■ **Instructions for the task**
Reproduce the material verbatim, beginning with its first line and ending after the line that contains "Give the mask of the small".

■ **Excerpts from the segmentation records**
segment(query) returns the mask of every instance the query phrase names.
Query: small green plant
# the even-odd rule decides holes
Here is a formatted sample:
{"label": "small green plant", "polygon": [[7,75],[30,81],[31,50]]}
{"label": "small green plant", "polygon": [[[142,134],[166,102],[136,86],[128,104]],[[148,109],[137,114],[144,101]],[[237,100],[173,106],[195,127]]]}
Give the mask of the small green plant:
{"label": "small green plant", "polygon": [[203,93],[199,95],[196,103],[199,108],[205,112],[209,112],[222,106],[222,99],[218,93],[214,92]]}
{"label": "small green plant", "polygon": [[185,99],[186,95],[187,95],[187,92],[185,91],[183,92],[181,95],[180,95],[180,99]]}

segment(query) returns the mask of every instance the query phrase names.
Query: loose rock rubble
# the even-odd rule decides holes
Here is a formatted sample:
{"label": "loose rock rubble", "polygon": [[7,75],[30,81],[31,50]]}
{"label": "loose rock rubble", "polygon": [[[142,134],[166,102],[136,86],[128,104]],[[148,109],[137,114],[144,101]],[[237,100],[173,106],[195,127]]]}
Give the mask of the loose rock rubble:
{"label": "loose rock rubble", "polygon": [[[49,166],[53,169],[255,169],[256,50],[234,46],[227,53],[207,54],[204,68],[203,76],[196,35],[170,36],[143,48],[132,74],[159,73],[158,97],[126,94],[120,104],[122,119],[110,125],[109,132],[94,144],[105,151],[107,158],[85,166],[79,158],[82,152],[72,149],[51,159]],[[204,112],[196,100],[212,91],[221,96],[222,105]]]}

■ **Result of the task**
segment(query) returns the mask of every instance the query phrase names.
Query: small green plant
# the even-odd rule decides holes
Here is a formatted sample:
{"label": "small green plant", "polygon": [[7,75],[30,81],[31,50]]}
{"label": "small green plant", "polygon": [[[142,134],[166,102],[136,86],[128,104]],[[148,109],[137,114],[144,101]],[[237,100],[173,106],[195,127]]]}
Give the mask of the small green plant:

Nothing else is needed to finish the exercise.